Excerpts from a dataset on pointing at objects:
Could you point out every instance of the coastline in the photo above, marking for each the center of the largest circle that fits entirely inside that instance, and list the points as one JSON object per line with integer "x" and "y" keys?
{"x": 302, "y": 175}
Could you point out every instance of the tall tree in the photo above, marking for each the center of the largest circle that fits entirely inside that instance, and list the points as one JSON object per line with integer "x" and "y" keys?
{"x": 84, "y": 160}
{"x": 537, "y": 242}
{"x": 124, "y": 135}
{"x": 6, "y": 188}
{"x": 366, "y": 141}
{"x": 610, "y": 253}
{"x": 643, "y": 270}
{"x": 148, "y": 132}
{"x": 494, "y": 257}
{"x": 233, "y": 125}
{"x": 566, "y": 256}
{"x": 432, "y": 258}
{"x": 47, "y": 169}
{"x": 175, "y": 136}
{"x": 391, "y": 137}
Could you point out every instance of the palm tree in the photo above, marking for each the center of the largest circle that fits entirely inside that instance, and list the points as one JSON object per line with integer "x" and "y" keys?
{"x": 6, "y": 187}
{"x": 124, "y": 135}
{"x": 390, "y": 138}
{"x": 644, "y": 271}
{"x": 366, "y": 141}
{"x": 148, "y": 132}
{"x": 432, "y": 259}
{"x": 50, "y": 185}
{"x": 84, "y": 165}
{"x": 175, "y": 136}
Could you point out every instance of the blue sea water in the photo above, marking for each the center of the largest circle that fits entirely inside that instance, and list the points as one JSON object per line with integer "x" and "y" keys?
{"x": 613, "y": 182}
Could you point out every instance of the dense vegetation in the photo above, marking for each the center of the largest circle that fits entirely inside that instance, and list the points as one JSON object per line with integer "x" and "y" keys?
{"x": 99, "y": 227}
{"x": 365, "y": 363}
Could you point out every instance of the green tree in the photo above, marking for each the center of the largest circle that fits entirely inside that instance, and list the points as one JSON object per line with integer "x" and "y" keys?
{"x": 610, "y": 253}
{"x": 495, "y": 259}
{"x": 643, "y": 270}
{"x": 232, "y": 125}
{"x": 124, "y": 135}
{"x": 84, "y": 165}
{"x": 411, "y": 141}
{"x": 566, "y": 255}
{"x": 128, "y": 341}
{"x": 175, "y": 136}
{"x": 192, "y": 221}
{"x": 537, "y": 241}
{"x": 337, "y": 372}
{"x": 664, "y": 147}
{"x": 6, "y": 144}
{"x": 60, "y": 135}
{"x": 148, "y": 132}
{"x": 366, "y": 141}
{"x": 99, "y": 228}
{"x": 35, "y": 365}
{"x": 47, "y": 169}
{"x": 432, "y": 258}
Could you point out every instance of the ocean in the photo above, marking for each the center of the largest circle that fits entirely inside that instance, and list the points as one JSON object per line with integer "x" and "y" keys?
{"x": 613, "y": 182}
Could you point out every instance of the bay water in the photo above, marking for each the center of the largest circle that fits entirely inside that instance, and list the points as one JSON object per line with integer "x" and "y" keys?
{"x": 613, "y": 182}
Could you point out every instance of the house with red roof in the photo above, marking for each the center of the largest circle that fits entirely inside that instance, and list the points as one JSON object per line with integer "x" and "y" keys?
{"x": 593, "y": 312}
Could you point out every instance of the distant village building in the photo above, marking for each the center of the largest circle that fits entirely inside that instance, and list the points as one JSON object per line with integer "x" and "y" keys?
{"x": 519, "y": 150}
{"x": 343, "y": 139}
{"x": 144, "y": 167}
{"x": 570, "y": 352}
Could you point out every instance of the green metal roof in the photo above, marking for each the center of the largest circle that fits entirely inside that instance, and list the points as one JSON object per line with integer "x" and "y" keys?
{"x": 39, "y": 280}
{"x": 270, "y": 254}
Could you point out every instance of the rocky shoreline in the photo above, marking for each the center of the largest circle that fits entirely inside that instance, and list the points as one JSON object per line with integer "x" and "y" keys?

• [WORK TO COMPLETE]: Output every line of the listing above as a numbered list, leaving out any blank lines.

• [THE REPLY]:
1. Could you point out every instance of the coastline in the photo above, marking for each the center of the largest circle that fits entirely inside that instance, and list the points as one JSON object per line with integer "x" and "y" keys?
2. {"x": 302, "y": 175}
3. Could you point out every instance of the tall tree in the photo above, marking for each the center of the largest circle that fits entirely inside that instance, and list the points as one JSON object per line with integer "x" and "y" keys?
4. {"x": 84, "y": 160}
5. {"x": 537, "y": 242}
6. {"x": 124, "y": 135}
7. {"x": 6, "y": 188}
8. {"x": 366, "y": 141}
9. {"x": 610, "y": 253}
10. {"x": 643, "y": 270}
11. {"x": 148, "y": 132}
12. {"x": 494, "y": 257}
13. {"x": 233, "y": 125}
14. {"x": 566, "y": 256}
15. {"x": 432, "y": 258}
16. {"x": 47, "y": 169}
17. {"x": 175, "y": 136}
18. {"x": 391, "y": 137}
19. Could you point out every instance of the palm tree in the photo above, marking for each the center of the largest circle that fits entirely inside that instance, and list the points as one JSON object per line with integer "x" and "y" keys?
20. {"x": 6, "y": 187}
21. {"x": 124, "y": 135}
22. {"x": 390, "y": 138}
23. {"x": 644, "y": 271}
24. {"x": 366, "y": 141}
25. {"x": 148, "y": 132}
26. {"x": 432, "y": 259}
27. {"x": 50, "y": 185}
28. {"x": 84, "y": 165}
29. {"x": 175, "y": 136}
30. Could you point out every instance of the blue sea water in the photo above, marking for each the center of the largest circle that fits entirely inside that instance, and list the points as one JSON object per line with integer "x" and "y" keys?
31. {"x": 613, "y": 182}
32. Could you point out every instance of the dense vegetation in the photo above, marking for each the center of the largest circle that fits entirely inside that instance, and list the points as one JSON object per line with integer "x" and "y" keys?
33. {"x": 99, "y": 227}
34. {"x": 365, "y": 363}
35. Could you point out every instance of the green tree in the photo above, marking for each the center of the largest circle that fits entirely inside that instance, and list the points as one JSON object per line with integer "x" and "y" keys?
36. {"x": 610, "y": 253}
37. {"x": 495, "y": 259}
38. {"x": 643, "y": 270}
39. {"x": 232, "y": 125}
40. {"x": 124, "y": 135}
41. {"x": 84, "y": 165}
42. {"x": 411, "y": 141}
43. {"x": 566, "y": 255}
44. {"x": 128, "y": 341}
45. {"x": 175, "y": 136}
46. {"x": 192, "y": 221}
47. {"x": 537, "y": 241}
48. {"x": 337, "y": 372}
49. {"x": 664, "y": 147}
50. {"x": 6, "y": 144}
51. {"x": 60, "y": 135}
52. {"x": 148, "y": 132}
53. {"x": 366, "y": 141}
54. {"x": 99, "y": 228}
55. {"x": 35, "y": 365}
56. {"x": 47, "y": 169}
57. {"x": 432, "y": 258}
58. Could you point out every instance of the ocean in the photo above, marking for each the center of the largest circle that fits entirely inside that instance, and list the points as one JSON object per line with integer "x" and "y" keys?
59. {"x": 613, "y": 182}
60. Could you point out every instance of the bay water in the photo above, marking for each the center of the largest circle that fits entirely inside that instance, and list the points as one JSON object per line with integer "x" and "y" keys?
61. {"x": 613, "y": 182}
62. Could you point out every instance of the house with red roof in the photo above, marking for each the center of the largest circle that fits entirely inside that instance, and list the points as one JSON object per line with integer "x" and "y" keys?
63. {"x": 593, "y": 312}
64. Could you point out every instance of the distant village building in the photo above, marking for each the center of the largest circle that fits entirely inside that instance, and list the points as one JSON object per line with integer "x" and "y" keys?
65. {"x": 519, "y": 150}
66. {"x": 343, "y": 139}
67. {"x": 144, "y": 167}
68. {"x": 570, "y": 352}
69. Could you point out every instance of the green metal roof in the photo above, marking for each the center of the largest circle that fits entirely inside that instance, and list the points as one JSON object per line with integer "x" and "y" keys?
70. {"x": 39, "y": 280}
71. {"x": 270, "y": 254}
72. Could you point out every instance of the rocky shoreline in the photo above, marking for each the center of the largest circle that fits entirely inside that instance, and list the points as one JSON object per line with integer "x" and "y" keys?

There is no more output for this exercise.